> **Exercise**
The entries below should be output exactly as written.
*** Information provided Section Begins ***
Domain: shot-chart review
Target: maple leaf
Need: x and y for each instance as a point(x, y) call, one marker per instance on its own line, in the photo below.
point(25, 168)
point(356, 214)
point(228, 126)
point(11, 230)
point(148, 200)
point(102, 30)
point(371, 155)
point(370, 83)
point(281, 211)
*** Information provided Section Ends ***
> **Answer section**
Domain: shot-chart review
Target: maple leaf
Need: x and y for each instance as a point(x, y) call, one marker per instance on its own line, in the photo below.
point(25, 168)
point(356, 214)
point(228, 126)
point(11, 230)
point(148, 200)
point(102, 30)
point(371, 155)
point(370, 83)
point(281, 211)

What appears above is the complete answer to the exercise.